▶ Tasks to complete
1) Summarize the passage on grief in two sentences.
2) Answer these questions from the passage on grief:
(a) How many children did the three families on the plane have?
(b) How long does the writer sit with the counseling group at each meeting?
(c) Where did the crowd go when the policeman's funeral overflowed the arena?
3) Reproduce the passage on grief from "I hope for the" up to and including "coming from above.".

▶ Excerpt to read

_____

That same day there was a private plane crash in Montana that killed three young families from here in Northern California. Three whole families were gone in an instant as their plane nosedived to the ground. Two of them had two children each and one had three. It is difficult to wrap my mind around what that scale of death means because, while we hear about intense violence every day from other parts of the world, these families lived mere hours from me. Their photos looked like photos of my family 25 years ago. I can relate to what their lives were like before they got on that plane, and that makes what happened after harder to comprehend.

This past Wednesday I went to the second weekly meeting of my 8-week group grief counseling program, where I sit for two and a half hours with other people in various stages of grief. This last time I felt like I actually started to get to know, and like, some of the other group members, although our backgrounds and "grief stories" are all drastically different. I think my participation in these sessions might be able to explain how I've been processing this recent series of sudden, local, and publicized deaths. I've found myself pondering much more the ones left behind - the sister, wife, and father of a policeman who died, the siblings or colleagues of the families on the plane, the mutual friends of those families, the police officers who were in the same units as the ones who were killed, and the family of the man who killed the police officers.

How does one process shock and the early stages of grief when it is seems so collective? The funeral for the policeman in Oakland more than filled the arena where it was held (that normally houses basketball games or massive concerts); so much so that there was overflow into the adjacent coliseum. News reports of the plane crash are still in the paper and on the air. While the public has moved on to dissecting the why's and the hows (Why was this man out on parole? Why did the plane change its destination at the last minute?), I know those who grieve for the ones gone are still just trying to survive each day.

The way I processed the juxtaposition of spring, with all its glorious sunshine, warmth, and blossoms, with the darkness of the violent deaths of my Northern California neighbors was as an observer. I do not grieve for the ones who died yet neither do I feel completely outside of the experience. I felt like I was standing back and watching two different screens of reality put on top of one another to create a completely different image, but yet the images and I are within the same warm bright pocket that is spring. For me it was a new sensation; rather than just feeling or thinking it was an interesting combination of the two.

I hope for the families of all those that were killed that even for just a moment they have been able to turn their faces upward and feel the warmth coming from above.

_____

▶ Exercise data
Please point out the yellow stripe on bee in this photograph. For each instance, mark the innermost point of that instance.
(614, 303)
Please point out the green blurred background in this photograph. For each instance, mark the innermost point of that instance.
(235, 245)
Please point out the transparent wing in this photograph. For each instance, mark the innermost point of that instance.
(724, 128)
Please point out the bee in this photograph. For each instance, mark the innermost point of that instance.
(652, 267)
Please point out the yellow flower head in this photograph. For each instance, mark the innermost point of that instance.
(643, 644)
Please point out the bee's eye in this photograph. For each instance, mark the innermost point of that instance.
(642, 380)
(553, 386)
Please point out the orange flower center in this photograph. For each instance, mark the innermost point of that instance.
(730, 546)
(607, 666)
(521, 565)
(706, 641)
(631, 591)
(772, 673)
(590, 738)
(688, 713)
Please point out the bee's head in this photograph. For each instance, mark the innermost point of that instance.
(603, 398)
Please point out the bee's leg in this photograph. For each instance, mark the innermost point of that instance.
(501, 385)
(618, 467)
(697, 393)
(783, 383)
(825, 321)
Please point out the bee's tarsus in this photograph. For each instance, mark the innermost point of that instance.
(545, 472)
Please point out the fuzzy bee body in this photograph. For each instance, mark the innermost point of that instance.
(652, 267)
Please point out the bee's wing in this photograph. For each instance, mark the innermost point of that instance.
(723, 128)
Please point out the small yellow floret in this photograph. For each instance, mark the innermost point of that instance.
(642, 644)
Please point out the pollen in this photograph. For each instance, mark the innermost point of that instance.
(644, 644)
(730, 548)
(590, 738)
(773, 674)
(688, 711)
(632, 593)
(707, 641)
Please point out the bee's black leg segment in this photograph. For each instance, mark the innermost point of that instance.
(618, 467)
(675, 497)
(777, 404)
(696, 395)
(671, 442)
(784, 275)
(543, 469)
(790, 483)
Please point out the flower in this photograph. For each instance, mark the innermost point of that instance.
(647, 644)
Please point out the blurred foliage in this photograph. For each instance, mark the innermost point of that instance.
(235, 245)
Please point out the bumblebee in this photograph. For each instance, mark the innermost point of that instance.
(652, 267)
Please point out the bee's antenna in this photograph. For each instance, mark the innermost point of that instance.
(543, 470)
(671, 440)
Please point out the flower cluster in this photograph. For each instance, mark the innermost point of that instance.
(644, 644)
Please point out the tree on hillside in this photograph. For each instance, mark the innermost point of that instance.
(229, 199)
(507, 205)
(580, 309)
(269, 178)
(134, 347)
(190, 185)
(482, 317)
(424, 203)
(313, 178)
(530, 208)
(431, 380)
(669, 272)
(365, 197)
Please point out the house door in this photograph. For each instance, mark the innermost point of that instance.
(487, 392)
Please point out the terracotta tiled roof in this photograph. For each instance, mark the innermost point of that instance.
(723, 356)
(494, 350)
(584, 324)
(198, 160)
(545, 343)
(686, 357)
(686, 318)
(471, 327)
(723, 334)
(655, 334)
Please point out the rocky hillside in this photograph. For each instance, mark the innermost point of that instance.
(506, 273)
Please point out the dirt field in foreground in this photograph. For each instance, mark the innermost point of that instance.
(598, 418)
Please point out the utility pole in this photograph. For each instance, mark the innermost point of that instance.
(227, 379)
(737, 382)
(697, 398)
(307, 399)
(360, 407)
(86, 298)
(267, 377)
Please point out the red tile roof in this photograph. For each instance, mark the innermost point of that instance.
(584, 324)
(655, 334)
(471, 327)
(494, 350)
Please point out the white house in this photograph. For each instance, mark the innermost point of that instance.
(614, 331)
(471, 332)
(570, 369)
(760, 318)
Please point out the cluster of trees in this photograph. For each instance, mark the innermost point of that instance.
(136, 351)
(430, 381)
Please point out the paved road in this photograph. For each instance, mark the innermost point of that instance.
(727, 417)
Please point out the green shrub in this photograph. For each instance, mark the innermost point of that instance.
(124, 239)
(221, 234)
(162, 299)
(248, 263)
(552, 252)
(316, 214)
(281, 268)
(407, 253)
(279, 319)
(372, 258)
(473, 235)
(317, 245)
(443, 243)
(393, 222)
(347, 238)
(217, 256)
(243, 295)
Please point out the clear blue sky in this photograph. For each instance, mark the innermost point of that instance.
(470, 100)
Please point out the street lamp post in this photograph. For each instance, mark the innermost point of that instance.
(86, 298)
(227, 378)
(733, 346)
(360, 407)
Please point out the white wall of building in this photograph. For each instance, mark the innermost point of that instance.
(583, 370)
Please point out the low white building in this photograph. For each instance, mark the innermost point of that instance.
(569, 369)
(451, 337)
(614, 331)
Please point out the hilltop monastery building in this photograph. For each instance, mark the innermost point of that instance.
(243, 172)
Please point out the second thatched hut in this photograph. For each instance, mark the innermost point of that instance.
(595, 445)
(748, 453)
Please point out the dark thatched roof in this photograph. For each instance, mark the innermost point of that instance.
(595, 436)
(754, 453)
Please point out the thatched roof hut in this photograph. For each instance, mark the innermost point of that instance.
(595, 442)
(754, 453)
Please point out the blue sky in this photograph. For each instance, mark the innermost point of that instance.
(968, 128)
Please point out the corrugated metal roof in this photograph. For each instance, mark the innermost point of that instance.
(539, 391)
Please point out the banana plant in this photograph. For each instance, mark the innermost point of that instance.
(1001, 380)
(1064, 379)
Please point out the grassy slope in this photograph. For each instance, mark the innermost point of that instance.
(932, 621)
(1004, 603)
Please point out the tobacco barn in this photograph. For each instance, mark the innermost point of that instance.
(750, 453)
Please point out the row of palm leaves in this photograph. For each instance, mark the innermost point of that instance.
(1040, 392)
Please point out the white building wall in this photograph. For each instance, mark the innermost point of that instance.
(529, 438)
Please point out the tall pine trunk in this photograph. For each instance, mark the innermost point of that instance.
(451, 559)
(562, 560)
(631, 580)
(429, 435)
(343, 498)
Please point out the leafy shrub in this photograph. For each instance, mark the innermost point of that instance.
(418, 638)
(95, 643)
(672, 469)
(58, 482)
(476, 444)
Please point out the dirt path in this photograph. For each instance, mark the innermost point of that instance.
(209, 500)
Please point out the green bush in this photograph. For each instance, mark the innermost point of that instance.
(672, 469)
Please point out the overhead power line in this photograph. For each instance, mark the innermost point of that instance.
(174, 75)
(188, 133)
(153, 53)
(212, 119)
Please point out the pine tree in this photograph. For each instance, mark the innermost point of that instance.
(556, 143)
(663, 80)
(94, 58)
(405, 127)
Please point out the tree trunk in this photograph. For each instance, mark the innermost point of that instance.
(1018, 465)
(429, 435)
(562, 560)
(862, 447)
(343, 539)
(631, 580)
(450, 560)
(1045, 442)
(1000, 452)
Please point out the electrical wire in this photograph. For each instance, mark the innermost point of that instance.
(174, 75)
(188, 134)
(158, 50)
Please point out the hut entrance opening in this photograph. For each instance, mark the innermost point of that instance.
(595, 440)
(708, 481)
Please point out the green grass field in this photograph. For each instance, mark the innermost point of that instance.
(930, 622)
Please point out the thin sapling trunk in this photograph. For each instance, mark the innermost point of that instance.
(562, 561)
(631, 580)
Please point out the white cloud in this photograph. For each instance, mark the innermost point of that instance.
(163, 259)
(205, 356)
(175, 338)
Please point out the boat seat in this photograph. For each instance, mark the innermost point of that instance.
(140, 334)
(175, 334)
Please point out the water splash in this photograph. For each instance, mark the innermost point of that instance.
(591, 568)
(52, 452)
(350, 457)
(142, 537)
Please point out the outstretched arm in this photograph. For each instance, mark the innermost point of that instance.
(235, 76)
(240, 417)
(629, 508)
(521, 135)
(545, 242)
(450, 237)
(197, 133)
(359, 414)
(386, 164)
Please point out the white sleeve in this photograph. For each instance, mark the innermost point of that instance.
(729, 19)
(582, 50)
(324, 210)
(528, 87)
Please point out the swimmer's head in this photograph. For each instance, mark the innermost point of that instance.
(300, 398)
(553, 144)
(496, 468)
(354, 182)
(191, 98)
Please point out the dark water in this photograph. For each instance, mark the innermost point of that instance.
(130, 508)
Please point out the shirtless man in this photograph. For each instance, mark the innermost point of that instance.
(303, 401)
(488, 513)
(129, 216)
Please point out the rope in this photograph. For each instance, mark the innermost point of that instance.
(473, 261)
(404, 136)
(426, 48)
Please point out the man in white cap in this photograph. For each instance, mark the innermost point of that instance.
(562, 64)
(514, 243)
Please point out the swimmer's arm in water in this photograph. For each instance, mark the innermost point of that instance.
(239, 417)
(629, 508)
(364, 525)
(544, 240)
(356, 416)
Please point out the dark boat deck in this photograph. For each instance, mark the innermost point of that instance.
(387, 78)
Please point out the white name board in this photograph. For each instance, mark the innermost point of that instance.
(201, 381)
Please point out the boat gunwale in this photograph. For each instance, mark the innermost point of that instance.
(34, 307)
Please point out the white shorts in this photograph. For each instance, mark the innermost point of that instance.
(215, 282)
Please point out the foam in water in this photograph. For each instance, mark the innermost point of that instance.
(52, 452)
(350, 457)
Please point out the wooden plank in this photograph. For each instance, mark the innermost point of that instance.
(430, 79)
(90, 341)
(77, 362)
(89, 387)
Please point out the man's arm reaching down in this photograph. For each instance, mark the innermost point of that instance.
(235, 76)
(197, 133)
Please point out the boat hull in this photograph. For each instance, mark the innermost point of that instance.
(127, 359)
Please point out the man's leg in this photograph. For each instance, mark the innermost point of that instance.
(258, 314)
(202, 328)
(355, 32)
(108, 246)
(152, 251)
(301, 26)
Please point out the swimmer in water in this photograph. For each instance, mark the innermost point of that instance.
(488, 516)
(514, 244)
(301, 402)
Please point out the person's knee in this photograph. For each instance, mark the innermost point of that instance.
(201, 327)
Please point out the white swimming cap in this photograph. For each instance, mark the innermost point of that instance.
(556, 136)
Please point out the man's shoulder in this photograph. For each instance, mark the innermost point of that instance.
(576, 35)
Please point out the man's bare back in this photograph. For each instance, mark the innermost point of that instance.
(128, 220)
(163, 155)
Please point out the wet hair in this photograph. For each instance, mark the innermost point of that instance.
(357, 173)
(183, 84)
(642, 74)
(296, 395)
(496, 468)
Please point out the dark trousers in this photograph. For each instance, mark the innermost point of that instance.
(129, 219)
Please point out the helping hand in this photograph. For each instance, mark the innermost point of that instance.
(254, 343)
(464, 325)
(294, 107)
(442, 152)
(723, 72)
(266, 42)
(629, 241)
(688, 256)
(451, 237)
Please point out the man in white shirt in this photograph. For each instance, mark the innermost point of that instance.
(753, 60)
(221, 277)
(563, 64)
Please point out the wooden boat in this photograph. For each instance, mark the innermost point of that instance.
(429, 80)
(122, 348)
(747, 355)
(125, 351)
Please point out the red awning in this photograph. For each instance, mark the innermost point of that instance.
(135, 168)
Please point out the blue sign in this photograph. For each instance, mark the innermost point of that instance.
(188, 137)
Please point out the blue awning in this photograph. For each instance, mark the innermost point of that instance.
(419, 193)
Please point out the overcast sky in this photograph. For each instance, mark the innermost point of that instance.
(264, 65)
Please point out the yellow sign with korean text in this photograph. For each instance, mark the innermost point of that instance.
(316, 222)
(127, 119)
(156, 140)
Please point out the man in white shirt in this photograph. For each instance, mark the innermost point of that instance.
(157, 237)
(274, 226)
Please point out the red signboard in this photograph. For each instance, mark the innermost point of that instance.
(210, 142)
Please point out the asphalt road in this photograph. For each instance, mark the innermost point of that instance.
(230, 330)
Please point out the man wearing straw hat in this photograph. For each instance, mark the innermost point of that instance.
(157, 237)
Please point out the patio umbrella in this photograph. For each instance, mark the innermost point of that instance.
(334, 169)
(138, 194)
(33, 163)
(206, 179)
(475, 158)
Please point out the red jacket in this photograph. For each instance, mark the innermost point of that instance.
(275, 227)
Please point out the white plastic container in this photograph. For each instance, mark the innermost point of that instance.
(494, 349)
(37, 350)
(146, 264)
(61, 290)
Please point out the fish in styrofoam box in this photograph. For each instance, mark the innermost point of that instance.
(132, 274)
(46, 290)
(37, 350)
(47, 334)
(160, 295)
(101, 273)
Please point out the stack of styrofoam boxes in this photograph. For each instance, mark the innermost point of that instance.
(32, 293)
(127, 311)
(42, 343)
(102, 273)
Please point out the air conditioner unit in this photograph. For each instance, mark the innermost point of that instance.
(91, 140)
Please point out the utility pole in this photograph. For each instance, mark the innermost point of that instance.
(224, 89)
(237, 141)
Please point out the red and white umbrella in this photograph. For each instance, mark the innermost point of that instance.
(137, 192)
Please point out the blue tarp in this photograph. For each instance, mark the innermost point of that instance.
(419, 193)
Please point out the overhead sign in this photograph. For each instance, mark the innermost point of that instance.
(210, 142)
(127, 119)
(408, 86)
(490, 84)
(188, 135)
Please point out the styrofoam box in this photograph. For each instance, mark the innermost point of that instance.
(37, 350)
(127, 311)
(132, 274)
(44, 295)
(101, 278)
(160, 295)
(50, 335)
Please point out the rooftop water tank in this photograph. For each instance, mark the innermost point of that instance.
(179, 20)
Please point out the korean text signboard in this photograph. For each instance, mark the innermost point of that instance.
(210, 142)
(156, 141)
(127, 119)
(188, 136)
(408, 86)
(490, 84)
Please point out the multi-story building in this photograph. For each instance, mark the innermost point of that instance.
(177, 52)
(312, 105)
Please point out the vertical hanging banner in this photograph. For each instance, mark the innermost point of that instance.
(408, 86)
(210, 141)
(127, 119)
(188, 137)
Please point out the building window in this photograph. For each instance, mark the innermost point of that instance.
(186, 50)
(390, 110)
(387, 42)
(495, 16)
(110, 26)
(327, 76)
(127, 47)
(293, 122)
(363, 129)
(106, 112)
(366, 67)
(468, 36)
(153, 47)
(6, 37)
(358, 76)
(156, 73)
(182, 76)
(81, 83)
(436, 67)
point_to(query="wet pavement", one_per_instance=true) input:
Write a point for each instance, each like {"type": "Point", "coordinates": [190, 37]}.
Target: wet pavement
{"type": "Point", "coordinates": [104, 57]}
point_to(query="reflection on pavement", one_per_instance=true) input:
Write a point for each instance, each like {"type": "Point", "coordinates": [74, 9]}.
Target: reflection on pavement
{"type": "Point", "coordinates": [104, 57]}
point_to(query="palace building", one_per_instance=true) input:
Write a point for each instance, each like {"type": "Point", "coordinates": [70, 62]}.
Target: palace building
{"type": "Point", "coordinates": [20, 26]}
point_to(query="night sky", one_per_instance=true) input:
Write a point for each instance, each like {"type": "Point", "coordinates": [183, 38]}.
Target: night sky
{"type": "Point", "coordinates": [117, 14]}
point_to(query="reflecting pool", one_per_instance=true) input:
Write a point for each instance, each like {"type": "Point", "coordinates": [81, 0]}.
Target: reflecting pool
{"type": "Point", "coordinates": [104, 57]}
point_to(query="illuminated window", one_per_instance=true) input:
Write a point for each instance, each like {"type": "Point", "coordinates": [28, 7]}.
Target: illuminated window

_____

▶ Exercise solutions
1) A private plane crash in Montana killed three young families from Northern California, and the writer, who attends an 8-week group grief counseling program, has been thinking most about the people left behind after this series of sudden, local, publicized deaths. Set against spring's sunshine, warmth and blossoms, the writer processed these violent deaths as an observer, neither grieving for the dead nor feeling completely outside the experience, and hopes the families of those killed can feel the warmth coming from above.

2)
(a) Two of the families had two children each, and one had three.
(b) Two and a half hours.
(c) Into the adjacent coliseum.

3)
I hope for the families of all those that were killed that even for just a moment they have been able to turn their faces upward and feel the warmth coming from above.